> [PROVIDED MATERIAL]

○ ○ ○

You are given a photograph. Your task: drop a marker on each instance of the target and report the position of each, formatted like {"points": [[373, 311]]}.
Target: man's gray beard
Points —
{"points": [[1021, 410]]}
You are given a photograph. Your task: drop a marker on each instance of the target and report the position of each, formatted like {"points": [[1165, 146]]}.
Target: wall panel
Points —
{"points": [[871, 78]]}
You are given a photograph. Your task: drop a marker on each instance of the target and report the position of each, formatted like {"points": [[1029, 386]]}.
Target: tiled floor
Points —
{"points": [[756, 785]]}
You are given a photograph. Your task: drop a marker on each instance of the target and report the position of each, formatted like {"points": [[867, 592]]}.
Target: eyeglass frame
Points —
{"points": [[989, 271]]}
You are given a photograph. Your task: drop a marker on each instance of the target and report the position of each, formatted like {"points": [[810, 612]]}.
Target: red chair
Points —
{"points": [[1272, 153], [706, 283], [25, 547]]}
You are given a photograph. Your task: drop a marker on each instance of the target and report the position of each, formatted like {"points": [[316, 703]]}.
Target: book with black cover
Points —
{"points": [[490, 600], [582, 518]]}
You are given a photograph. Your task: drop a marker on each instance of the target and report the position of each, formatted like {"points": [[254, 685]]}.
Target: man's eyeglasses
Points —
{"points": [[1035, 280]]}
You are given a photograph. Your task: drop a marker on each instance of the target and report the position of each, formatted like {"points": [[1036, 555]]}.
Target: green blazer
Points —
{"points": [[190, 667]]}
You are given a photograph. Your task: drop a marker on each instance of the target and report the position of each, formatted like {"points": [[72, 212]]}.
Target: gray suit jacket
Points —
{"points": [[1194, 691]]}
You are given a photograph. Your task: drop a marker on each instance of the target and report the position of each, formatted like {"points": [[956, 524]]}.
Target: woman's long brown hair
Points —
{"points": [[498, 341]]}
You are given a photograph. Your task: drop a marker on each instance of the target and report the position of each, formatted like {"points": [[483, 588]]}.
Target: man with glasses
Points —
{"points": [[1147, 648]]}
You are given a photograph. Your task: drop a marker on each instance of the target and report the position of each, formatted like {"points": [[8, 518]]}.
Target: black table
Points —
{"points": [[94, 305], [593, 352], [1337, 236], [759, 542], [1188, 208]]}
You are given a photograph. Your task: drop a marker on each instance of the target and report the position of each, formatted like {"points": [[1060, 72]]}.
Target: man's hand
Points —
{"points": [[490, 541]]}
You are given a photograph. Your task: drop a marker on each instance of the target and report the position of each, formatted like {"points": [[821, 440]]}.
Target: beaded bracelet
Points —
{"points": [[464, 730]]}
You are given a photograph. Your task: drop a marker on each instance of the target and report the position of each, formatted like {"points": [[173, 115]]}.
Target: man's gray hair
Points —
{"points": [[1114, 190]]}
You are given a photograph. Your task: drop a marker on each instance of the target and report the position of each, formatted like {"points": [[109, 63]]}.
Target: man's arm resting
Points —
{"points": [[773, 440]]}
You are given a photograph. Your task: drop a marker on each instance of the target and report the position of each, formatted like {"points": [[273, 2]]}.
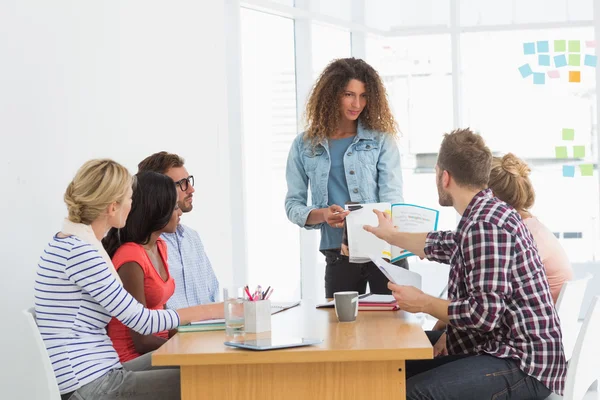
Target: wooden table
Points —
{"points": [[357, 360]]}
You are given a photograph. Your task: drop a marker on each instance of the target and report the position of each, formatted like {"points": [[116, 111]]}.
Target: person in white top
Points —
{"points": [[77, 291], [509, 181]]}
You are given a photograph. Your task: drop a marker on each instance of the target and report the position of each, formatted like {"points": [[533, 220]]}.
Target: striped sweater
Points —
{"points": [[75, 298]]}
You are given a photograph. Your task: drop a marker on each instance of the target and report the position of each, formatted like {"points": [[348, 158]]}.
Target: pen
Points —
{"points": [[257, 292], [269, 294], [265, 293], [248, 293]]}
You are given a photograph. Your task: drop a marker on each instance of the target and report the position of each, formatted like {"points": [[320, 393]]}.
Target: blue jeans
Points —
{"points": [[463, 377], [137, 380]]}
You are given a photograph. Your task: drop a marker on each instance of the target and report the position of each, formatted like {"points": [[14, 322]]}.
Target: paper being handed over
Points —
{"points": [[397, 275]]}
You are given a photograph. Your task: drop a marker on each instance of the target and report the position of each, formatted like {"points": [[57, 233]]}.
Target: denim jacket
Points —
{"points": [[373, 174]]}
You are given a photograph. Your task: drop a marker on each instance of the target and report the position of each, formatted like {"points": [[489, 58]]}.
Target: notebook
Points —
{"points": [[219, 324], [370, 302]]}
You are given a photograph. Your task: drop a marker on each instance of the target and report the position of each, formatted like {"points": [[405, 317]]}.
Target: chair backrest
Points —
{"points": [[584, 367], [41, 356], [568, 307]]}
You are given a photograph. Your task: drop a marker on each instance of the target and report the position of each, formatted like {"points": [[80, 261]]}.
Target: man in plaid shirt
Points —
{"points": [[503, 337]]}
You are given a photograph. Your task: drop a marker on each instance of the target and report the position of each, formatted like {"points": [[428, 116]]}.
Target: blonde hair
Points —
{"points": [[323, 105], [509, 180], [97, 184]]}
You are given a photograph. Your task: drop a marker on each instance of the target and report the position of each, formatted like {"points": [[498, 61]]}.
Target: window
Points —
{"points": [[328, 43], [269, 120], [493, 12], [394, 14], [516, 115], [418, 79]]}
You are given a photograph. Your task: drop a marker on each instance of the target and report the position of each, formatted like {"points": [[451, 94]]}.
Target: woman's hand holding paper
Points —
{"points": [[385, 229]]}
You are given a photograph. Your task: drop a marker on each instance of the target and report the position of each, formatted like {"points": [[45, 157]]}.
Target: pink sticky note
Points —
{"points": [[553, 74]]}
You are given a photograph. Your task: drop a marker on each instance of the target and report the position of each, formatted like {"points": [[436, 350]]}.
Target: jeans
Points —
{"points": [[342, 275], [467, 377], [138, 379]]}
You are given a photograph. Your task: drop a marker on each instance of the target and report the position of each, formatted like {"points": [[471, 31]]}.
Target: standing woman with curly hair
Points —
{"points": [[348, 153]]}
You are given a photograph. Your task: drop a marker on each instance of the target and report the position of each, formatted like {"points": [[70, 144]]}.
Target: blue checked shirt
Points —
{"points": [[195, 280]]}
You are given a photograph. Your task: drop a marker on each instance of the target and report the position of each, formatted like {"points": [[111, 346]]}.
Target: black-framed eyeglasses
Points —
{"points": [[185, 182]]}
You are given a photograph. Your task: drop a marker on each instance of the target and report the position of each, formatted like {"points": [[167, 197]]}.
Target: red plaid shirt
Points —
{"points": [[500, 302]]}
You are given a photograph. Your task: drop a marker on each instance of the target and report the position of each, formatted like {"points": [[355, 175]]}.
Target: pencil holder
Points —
{"points": [[257, 316]]}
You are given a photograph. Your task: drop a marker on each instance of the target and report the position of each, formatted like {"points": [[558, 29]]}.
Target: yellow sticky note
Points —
{"points": [[574, 76], [579, 151], [561, 151], [587, 169], [575, 60]]}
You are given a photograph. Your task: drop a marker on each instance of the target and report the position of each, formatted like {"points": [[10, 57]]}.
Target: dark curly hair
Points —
{"points": [[323, 106], [153, 202]]}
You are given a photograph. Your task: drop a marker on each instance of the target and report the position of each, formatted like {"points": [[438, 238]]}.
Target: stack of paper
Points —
{"points": [[378, 302]]}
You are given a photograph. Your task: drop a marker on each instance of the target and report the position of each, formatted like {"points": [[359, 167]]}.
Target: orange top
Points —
{"points": [[156, 290], [556, 263]]}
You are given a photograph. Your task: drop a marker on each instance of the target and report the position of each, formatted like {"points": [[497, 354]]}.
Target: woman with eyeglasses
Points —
{"points": [[346, 155], [140, 257], [78, 291]]}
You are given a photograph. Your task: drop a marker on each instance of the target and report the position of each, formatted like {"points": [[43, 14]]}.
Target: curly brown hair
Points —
{"points": [[323, 106]]}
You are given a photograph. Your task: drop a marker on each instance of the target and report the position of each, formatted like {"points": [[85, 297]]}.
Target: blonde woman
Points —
{"points": [[77, 291], [347, 154], [509, 181]]}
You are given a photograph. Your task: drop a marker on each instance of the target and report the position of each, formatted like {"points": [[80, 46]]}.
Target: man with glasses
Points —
{"points": [[195, 280]]}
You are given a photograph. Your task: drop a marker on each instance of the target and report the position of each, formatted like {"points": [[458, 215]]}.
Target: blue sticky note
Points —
{"points": [[529, 48], [590, 60], [525, 70], [544, 60], [543, 47], [569, 171], [539, 78], [560, 61]]}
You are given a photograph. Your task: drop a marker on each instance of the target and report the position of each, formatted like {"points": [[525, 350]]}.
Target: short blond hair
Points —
{"points": [[464, 154], [97, 184], [509, 180]]}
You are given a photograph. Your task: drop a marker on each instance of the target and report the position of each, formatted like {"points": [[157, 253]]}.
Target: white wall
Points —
{"points": [[85, 79]]}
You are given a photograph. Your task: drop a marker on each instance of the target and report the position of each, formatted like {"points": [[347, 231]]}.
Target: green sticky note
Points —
{"points": [[574, 60], [586, 169], [579, 151], [568, 134], [574, 46], [561, 151]]}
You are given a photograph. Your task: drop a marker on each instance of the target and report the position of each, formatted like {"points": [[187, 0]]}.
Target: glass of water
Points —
{"points": [[233, 298]]}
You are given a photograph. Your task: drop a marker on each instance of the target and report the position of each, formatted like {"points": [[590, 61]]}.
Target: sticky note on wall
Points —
{"points": [[574, 60], [560, 61], [544, 60], [587, 169], [590, 60], [560, 45], [579, 151], [539, 78], [574, 46], [568, 134], [529, 48], [574, 76], [561, 151], [525, 70], [568, 171]]}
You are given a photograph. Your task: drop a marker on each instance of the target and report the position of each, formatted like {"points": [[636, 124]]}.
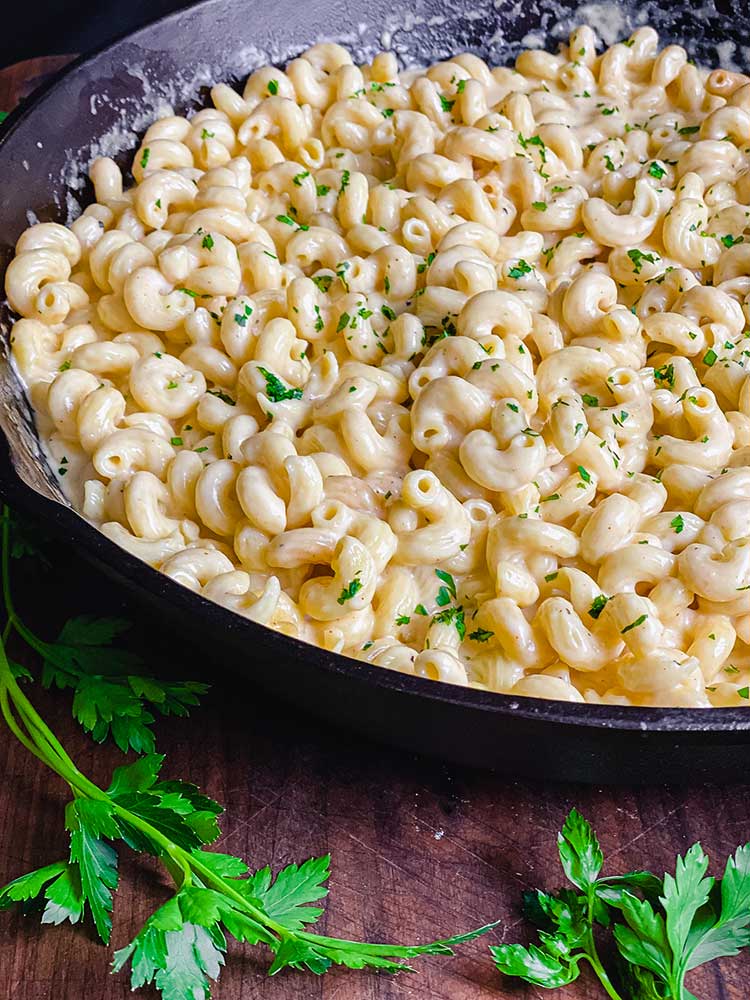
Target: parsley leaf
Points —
{"points": [[519, 269], [353, 587], [276, 391]]}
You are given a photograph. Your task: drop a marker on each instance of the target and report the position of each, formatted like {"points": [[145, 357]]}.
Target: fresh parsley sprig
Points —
{"points": [[112, 694], [662, 927], [181, 948]]}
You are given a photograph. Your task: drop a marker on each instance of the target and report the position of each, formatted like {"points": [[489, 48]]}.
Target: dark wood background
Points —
{"points": [[420, 849]]}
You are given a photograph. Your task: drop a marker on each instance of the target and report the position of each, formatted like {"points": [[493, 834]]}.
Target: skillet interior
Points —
{"points": [[98, 107]]}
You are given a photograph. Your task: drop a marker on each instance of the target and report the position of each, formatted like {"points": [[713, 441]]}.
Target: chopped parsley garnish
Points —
{"points": [[443, 597], [481, 635], [353, 587], [426, 263], [222, 396], [519, 269], [276, 391], [597, 606], [665, 374]]}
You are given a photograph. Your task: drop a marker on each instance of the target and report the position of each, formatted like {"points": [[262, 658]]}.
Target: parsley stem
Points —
{"points": [[592, 955]]}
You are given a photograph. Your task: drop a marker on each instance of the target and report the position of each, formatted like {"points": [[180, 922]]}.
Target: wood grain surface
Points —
{"points": [[420, 849]]}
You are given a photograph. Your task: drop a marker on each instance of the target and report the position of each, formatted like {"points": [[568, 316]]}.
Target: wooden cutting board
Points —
{"points": [[420, 849]]}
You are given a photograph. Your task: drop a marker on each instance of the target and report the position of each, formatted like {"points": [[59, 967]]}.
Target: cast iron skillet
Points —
{"points": [[99, 105]]}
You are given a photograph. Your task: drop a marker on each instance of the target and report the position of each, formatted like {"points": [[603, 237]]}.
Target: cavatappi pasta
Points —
{"points": [[445, 370]]}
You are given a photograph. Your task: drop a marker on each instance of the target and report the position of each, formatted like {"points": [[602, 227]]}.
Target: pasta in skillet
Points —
{"points": [[445, 370]]}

○ ○ ○

> [WHAT IS BEING ASKED]
Out of the records above, pull each line containing the word "plaid".

> [ANSWER SECTION]
Target: man in plaid shirt
Target: red plaid shirt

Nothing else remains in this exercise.